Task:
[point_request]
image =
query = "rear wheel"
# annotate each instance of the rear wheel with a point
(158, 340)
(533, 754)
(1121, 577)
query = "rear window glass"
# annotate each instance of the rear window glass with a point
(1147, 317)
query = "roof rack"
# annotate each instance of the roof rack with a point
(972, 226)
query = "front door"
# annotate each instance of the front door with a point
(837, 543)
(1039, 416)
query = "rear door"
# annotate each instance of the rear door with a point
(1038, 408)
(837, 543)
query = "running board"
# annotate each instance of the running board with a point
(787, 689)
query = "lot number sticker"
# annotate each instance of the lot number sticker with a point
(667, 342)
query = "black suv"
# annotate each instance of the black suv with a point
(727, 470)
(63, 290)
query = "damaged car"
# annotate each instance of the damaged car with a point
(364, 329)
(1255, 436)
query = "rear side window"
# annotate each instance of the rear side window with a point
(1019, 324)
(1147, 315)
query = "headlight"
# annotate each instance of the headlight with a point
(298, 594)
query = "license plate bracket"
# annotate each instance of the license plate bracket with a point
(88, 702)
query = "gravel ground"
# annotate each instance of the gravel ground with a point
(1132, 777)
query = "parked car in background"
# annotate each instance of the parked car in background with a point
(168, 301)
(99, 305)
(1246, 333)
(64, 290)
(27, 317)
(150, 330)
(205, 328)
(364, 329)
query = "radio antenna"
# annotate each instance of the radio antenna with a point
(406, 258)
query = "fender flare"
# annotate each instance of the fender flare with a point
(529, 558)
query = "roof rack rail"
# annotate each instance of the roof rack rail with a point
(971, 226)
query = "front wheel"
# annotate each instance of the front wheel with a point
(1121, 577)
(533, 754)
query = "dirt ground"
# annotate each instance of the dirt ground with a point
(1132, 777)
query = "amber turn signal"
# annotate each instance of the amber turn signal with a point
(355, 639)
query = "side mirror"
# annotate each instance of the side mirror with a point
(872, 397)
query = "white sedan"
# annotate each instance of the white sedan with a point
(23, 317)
+===+
TASK DESCRIPTION>
Count the lines in the entries above that contain the string "signal". Case counts, and the reply should be the number alone.

RESULT OF THE EXERCISE>
2